### [Directions]
Go through the records below from the first line and print each one exactly, stopping after the line that contains "x=147, y=263". Do not print pictures or anything past that line.

[Photo-based referring expression data]
|---|
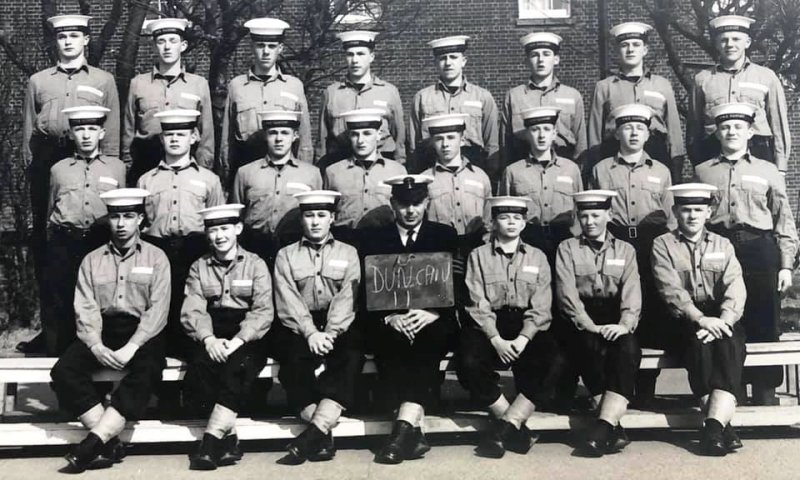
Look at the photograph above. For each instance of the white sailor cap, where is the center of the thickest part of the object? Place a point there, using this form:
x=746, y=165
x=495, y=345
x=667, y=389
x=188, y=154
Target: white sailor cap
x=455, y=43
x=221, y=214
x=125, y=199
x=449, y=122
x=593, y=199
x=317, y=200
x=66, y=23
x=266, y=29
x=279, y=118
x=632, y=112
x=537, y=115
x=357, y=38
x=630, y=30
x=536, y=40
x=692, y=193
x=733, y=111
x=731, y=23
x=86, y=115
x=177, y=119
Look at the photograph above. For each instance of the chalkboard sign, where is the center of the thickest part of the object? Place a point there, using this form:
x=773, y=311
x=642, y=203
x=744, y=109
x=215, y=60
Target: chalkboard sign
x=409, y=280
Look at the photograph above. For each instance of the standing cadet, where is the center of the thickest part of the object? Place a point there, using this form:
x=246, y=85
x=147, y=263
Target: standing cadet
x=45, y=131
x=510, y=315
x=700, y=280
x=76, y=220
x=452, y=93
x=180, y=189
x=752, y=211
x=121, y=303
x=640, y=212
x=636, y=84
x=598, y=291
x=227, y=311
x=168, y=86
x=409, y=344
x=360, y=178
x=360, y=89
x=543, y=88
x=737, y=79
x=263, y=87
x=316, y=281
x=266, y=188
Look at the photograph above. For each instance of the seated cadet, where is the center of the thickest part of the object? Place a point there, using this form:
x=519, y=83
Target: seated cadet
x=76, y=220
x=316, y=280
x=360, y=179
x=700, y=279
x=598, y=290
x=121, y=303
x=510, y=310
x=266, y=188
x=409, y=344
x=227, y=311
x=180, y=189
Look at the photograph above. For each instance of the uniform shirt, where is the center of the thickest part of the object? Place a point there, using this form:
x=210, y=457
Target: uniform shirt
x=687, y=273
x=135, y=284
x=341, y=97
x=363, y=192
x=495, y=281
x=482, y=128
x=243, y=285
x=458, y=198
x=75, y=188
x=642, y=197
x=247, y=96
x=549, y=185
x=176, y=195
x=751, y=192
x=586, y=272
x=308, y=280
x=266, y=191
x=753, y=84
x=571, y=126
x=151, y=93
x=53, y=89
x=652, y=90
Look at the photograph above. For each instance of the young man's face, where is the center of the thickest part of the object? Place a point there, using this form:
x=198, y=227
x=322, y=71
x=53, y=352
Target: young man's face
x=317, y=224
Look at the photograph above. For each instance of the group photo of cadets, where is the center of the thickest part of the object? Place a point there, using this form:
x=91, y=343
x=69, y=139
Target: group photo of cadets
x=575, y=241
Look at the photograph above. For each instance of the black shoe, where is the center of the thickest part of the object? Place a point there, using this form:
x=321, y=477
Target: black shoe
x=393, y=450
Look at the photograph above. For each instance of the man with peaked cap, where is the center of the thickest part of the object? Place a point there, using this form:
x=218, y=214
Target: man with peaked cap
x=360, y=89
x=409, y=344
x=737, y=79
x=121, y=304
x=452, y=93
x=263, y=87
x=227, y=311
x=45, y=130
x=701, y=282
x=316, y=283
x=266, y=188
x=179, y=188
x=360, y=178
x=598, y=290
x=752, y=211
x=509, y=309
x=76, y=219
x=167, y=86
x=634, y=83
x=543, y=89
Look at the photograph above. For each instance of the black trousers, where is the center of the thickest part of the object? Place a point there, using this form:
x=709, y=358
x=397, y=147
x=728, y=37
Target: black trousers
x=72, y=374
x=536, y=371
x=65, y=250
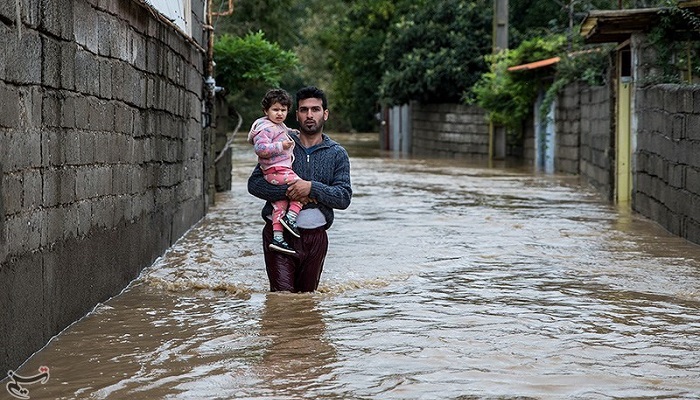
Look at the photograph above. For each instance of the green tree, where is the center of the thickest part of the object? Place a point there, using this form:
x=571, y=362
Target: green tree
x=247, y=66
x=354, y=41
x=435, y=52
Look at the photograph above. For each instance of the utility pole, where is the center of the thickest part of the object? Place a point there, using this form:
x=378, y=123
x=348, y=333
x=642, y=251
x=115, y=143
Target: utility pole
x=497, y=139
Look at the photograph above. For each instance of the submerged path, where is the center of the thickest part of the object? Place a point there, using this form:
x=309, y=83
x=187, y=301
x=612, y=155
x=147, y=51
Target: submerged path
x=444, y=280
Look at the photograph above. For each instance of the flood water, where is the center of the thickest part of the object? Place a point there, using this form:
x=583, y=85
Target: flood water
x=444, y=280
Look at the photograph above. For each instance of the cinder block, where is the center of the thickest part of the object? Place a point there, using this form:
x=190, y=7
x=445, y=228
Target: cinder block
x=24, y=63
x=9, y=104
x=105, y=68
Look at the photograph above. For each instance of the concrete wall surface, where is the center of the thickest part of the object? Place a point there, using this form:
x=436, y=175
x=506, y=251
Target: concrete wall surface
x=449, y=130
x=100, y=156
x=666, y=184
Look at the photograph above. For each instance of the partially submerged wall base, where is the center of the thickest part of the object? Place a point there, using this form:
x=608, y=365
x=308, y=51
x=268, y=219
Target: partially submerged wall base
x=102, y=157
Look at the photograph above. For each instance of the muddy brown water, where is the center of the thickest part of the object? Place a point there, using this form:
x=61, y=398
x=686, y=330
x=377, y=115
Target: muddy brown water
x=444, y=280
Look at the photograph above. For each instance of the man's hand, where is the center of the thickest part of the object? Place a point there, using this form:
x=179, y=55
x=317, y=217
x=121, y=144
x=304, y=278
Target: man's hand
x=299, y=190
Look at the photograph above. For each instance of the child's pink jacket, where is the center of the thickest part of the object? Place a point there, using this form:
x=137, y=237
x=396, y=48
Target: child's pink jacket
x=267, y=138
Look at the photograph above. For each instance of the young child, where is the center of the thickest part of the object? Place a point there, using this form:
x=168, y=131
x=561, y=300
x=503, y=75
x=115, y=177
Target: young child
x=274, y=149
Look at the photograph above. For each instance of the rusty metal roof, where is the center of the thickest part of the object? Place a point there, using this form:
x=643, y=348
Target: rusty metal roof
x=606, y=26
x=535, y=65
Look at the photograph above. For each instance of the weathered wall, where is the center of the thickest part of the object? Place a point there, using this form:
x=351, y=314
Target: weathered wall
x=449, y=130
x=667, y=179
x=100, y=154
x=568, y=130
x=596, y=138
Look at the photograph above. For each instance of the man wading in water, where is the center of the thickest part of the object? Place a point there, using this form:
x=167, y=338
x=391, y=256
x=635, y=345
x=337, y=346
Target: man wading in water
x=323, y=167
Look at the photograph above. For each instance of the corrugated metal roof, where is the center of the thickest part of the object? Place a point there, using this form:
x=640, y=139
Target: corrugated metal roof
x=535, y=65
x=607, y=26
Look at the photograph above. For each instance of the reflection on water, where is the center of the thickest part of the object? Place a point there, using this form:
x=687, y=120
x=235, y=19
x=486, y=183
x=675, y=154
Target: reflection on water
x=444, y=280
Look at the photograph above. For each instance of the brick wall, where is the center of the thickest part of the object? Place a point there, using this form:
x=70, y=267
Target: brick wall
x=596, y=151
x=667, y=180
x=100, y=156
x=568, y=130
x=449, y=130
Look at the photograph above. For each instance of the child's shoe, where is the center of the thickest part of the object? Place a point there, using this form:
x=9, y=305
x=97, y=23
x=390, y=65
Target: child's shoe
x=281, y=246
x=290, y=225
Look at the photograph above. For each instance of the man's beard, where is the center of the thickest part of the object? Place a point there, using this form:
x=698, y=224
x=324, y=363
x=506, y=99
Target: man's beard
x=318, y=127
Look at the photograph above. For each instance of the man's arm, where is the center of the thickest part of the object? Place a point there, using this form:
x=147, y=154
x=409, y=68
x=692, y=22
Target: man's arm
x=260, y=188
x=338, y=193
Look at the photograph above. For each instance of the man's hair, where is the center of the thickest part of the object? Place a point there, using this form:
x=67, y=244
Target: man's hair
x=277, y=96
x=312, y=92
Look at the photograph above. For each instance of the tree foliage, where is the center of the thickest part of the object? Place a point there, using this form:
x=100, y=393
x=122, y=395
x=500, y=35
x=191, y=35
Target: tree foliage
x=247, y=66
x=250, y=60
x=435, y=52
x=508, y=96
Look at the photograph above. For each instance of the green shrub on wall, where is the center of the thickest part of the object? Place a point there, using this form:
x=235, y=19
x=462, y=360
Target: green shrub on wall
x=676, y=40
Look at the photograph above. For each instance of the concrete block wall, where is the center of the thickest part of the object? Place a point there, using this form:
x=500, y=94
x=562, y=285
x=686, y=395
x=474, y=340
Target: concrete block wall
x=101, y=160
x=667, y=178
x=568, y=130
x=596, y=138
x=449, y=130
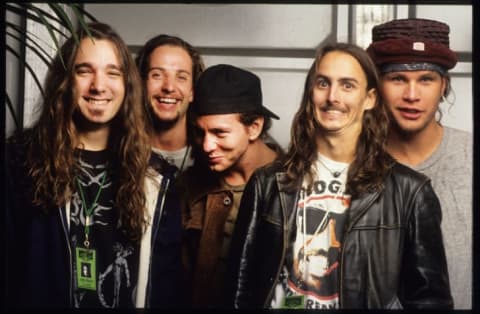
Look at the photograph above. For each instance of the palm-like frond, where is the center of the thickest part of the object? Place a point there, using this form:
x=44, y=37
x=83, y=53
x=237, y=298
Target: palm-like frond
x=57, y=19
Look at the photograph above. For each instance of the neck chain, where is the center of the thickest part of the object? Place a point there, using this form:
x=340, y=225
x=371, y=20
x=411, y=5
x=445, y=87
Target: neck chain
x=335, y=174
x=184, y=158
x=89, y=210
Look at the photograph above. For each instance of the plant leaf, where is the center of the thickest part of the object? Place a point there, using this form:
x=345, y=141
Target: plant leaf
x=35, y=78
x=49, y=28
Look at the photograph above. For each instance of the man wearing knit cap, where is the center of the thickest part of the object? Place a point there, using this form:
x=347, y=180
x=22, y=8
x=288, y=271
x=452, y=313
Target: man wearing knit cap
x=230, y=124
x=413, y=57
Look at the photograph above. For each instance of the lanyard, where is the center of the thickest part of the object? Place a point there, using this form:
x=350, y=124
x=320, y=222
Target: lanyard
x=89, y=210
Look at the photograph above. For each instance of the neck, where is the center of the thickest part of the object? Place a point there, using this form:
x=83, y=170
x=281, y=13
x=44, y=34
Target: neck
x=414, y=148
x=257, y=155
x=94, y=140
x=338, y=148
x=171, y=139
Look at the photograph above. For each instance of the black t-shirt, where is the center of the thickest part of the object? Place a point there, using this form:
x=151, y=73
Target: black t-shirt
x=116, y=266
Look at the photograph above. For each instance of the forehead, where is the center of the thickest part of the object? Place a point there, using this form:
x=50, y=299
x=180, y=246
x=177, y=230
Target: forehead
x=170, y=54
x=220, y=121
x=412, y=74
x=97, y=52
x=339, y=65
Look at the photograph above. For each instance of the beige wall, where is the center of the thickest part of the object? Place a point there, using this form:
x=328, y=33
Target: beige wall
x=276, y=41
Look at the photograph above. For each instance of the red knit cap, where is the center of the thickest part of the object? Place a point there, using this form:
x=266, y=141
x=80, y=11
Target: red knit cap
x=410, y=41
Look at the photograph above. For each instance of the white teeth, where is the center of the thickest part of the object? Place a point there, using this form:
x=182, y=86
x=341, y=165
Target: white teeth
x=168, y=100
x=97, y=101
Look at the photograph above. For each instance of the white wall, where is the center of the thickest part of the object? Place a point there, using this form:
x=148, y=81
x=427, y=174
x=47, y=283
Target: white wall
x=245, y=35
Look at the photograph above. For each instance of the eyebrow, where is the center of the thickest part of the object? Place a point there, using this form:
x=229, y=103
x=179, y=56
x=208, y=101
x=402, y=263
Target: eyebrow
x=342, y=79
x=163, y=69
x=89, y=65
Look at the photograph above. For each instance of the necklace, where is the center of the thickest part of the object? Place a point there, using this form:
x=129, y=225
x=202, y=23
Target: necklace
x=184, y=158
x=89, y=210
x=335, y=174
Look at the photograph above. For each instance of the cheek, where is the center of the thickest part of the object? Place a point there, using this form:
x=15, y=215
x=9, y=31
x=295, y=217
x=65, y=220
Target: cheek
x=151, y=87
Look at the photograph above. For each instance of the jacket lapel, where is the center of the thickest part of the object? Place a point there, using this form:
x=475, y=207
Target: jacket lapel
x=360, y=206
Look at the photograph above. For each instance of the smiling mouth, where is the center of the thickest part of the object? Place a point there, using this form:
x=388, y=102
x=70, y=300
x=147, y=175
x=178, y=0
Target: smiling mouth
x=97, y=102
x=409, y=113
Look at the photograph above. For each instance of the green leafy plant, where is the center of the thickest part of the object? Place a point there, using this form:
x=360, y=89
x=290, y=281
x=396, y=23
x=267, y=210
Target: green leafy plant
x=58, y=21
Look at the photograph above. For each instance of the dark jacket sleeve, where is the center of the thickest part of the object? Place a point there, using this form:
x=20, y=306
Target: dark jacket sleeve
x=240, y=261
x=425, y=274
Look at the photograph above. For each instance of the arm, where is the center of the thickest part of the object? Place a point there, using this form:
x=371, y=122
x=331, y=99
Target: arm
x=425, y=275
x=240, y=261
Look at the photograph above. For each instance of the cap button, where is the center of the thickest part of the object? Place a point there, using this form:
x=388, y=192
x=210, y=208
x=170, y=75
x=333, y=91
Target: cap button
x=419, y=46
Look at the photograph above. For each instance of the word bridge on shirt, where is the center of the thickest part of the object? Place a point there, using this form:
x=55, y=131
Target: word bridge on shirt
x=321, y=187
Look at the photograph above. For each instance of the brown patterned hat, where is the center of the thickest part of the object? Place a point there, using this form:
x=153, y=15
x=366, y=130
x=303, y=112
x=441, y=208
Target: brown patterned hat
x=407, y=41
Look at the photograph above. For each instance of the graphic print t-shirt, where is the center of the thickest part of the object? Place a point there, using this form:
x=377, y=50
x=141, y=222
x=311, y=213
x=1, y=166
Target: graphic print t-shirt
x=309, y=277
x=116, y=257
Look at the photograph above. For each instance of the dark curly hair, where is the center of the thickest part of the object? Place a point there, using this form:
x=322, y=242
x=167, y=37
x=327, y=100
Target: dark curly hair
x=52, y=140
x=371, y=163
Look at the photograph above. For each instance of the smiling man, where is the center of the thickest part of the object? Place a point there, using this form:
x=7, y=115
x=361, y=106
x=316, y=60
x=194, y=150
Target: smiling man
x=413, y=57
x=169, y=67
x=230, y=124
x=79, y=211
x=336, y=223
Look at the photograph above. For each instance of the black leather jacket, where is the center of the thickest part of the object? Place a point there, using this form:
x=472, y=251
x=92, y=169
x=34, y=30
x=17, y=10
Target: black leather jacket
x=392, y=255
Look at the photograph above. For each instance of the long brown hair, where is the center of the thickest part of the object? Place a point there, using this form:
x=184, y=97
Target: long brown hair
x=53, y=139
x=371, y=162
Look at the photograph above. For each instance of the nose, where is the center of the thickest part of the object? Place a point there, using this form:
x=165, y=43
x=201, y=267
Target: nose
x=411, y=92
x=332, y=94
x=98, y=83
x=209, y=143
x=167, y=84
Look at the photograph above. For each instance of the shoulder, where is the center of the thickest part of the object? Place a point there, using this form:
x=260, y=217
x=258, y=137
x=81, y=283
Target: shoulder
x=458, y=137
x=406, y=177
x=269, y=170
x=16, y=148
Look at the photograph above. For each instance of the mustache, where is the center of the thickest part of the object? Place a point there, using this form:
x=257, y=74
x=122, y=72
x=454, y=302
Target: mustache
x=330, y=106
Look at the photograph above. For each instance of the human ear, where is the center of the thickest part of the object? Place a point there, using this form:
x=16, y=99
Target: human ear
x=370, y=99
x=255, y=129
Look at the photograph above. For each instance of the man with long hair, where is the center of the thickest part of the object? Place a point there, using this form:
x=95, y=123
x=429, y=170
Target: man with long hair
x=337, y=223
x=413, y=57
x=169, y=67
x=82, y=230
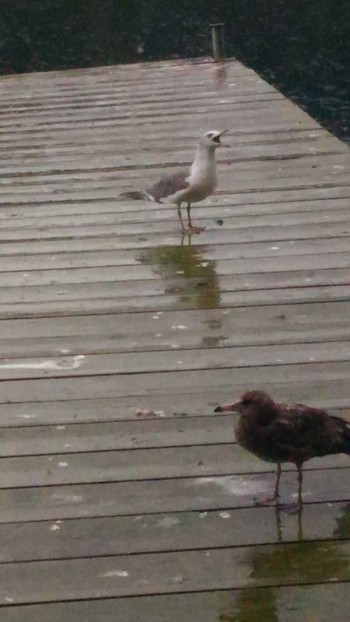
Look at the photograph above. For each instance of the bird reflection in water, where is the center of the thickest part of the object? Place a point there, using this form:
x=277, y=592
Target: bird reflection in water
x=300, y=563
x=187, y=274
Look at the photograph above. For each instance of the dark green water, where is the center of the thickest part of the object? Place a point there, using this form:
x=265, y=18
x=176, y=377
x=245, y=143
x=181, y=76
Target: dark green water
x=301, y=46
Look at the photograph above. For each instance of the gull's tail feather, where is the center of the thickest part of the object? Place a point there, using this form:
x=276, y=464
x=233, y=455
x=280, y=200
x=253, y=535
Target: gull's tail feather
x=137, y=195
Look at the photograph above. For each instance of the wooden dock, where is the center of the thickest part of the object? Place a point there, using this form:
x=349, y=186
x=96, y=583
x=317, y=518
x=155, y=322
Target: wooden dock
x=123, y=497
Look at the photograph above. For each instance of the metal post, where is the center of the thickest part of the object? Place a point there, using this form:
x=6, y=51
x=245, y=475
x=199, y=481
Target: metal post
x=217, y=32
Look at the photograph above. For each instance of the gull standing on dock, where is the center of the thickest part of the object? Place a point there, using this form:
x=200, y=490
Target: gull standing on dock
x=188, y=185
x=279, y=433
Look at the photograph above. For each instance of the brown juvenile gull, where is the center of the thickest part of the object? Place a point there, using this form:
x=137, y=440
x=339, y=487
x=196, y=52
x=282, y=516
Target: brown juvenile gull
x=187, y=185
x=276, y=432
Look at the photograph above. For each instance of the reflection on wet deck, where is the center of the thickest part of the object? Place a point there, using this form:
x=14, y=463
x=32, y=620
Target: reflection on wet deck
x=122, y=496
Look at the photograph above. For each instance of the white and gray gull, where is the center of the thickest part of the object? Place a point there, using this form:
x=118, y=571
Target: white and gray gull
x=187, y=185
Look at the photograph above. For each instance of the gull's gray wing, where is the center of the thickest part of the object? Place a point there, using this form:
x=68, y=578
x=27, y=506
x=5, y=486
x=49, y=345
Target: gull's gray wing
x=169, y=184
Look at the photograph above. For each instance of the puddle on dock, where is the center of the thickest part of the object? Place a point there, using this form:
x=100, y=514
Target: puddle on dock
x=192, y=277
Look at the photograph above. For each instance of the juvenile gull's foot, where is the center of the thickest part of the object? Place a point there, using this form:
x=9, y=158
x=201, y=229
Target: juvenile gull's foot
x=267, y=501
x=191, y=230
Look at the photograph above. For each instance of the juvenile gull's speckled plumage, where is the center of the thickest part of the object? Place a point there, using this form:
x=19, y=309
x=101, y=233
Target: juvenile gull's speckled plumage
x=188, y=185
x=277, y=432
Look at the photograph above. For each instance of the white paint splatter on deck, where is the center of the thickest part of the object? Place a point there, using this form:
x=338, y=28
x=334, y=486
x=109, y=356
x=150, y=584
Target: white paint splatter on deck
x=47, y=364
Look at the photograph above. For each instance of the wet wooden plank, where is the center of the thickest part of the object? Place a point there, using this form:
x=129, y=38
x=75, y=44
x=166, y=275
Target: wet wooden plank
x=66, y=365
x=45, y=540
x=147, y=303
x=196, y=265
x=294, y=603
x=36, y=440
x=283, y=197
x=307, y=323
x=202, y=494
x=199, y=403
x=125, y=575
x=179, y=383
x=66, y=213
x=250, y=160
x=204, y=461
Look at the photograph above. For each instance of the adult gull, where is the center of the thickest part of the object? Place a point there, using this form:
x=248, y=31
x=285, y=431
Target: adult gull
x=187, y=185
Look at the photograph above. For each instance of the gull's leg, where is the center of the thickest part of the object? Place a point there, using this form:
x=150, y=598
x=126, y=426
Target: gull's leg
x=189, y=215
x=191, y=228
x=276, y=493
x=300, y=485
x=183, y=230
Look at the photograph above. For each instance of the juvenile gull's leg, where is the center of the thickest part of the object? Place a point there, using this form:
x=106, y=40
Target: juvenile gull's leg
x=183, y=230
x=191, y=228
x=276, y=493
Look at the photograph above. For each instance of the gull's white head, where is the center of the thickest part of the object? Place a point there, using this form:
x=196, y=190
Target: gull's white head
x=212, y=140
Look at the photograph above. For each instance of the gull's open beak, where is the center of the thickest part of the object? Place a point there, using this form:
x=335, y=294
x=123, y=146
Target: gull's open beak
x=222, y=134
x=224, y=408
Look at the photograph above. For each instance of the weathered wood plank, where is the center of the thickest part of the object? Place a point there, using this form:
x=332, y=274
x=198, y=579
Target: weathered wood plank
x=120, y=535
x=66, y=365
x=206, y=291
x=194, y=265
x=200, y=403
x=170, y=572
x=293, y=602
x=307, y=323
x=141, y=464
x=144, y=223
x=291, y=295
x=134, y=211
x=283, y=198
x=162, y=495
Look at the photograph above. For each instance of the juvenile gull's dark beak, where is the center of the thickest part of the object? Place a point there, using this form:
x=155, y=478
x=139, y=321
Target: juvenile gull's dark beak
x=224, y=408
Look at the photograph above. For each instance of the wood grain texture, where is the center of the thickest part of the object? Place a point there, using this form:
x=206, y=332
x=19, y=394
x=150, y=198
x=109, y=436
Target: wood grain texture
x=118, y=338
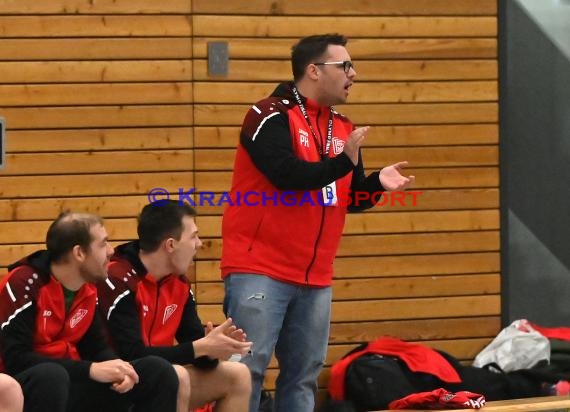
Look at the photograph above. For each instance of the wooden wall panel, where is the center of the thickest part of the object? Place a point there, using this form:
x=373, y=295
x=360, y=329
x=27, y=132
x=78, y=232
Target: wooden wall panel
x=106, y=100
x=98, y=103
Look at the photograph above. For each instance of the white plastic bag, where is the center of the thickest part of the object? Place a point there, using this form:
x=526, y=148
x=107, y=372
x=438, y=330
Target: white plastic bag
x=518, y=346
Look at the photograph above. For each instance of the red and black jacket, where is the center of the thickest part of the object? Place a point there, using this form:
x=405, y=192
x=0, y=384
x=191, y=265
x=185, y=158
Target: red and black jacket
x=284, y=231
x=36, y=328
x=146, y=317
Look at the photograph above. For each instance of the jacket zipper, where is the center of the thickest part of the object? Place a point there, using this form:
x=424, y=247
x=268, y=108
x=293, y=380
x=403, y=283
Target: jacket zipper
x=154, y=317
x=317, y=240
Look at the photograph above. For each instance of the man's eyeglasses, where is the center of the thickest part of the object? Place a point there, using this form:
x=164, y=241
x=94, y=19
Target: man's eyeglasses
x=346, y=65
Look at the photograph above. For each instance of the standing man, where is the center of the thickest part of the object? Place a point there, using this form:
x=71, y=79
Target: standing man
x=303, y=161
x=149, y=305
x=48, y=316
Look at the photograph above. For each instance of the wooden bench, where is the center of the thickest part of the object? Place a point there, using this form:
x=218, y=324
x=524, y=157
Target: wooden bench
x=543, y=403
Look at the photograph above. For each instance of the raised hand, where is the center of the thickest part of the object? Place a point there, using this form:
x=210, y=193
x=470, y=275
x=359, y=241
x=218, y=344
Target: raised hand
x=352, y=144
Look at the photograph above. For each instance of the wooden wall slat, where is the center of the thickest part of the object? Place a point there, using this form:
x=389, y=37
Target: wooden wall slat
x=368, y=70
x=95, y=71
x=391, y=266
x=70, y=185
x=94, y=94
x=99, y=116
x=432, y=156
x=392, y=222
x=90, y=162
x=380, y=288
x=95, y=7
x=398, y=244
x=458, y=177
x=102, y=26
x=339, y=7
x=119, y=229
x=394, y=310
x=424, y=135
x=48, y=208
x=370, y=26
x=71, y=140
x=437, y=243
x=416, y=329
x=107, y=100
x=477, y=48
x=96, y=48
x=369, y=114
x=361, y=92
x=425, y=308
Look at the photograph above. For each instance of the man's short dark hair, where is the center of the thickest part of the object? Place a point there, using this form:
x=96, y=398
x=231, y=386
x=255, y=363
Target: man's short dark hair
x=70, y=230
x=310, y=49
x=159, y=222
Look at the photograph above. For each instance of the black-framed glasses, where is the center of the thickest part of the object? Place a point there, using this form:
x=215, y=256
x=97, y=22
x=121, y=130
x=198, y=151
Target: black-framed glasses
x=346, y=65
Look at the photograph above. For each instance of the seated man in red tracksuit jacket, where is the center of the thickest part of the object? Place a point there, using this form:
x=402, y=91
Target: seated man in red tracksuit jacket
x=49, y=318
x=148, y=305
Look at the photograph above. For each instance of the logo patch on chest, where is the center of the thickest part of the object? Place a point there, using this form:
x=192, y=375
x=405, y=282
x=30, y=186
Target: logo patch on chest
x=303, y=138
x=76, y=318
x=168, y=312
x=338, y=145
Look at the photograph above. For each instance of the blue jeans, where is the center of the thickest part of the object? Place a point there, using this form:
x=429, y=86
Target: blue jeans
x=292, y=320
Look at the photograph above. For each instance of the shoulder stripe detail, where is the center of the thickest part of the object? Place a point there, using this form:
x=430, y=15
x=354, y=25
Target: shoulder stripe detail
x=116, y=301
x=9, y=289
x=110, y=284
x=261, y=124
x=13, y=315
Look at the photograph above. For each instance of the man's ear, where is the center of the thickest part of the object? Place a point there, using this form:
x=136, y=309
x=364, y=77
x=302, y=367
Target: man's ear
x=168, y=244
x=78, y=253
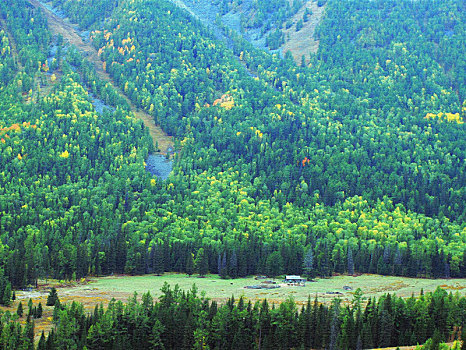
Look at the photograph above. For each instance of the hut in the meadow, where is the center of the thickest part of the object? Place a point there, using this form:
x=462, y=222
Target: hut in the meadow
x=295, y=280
|---|
### [Exercise answer]
Look at the photograph above. For each instance of the white sailor cap, where is the center of the thickest part of the object? Place a point there, using this form:
x=746, y=165
x=495, y=345
x=667, y=389
x=188, y=154
Target: white sailor cap
x=455, y=43
x=221, y=214
x=125, y=199
x=449, y=122
x=593, y=199
x=317, y=200
x=66, y=23
x=266, y=29
x=279, y=118
x=632, y=112
x=537, y=115
x=357, y=38
x=630, y=30
x=536, y=40
x=692, y=193
x=733, y=111
x=731, y=23
x=86, y=115
x=177, y=119
Look at the photograph above. For each instance of the chalkboard sign, where is the center of the thickest part of the object? Place a point there, using this form:
x=773, y=311
x=642, y=203
x=744, y=109
x=215, y=60
Target: chalkboard sign
x=409, y=280
Look at the photograph above. For each instance of the standing cadet, where is the center of the thickest part of the object? Place a point there, using this form:
x=246, y=85
x=147, y=263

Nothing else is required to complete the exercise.